## [Image location labeling entries]
↓↓↓

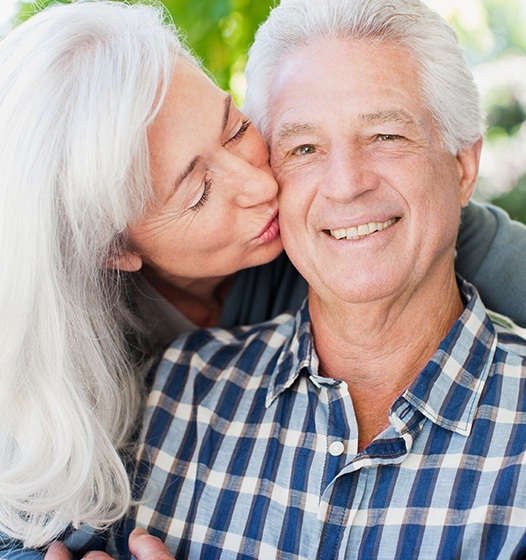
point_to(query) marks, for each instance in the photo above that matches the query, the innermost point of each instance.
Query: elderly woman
(133, 192)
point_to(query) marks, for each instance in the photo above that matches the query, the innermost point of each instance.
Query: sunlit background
(492, 32)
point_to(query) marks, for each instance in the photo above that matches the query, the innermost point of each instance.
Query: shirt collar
(447, 390)
(297, 355)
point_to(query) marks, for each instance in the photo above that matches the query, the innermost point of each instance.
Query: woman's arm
(491, 253)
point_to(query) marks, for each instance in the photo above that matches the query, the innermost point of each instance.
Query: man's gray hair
(447, 84)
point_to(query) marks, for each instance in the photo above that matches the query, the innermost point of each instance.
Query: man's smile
(361, 231)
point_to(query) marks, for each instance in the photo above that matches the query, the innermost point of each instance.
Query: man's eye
(386, 137)
(240, 133)
(304, 150)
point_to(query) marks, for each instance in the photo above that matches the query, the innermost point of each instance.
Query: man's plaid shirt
(249, 453)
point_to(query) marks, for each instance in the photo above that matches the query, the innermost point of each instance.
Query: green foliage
(491, 32)
(219, 32)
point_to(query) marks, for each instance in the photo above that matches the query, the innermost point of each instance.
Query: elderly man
(387, 419)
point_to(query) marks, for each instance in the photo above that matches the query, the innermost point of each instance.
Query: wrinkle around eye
(154, 225)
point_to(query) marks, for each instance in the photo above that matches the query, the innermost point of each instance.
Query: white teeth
(362, 230)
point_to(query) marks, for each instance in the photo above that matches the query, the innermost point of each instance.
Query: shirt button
(336, 448)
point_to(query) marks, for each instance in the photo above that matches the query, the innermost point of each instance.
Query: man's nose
(348, 174)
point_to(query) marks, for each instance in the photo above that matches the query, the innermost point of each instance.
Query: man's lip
(361, 229)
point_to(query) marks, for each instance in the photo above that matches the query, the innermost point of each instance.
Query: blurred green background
(492, 32)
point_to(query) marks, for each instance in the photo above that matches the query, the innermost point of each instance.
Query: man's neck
(378, 348)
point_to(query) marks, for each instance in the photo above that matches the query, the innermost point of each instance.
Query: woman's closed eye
(240, 133)
(207, 185)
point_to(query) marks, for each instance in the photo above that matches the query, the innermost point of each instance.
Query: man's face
(369, 201)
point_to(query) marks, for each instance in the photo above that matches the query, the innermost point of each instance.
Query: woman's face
(216, 206)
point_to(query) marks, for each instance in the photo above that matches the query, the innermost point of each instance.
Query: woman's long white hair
(79, 86)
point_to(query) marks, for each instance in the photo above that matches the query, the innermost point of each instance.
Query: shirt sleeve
(491, 253)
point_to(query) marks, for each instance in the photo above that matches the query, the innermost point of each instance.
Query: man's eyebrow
(290, 130)
(387, 116)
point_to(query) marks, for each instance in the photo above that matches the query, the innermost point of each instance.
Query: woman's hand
(142, 545)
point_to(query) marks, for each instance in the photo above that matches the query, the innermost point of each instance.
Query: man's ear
(468, 164)
(127, 262)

↑↑↑

## [What the task requires]
Return every line from the rows above that contains the word "woman". Treat uppercase and lowercase as different.

## [Result of this task]
Query: elderly woman
Query: woman's arm
Query: woman's closed eye
Query: woman's face
Query: woman's long white hair
Query: woman's hand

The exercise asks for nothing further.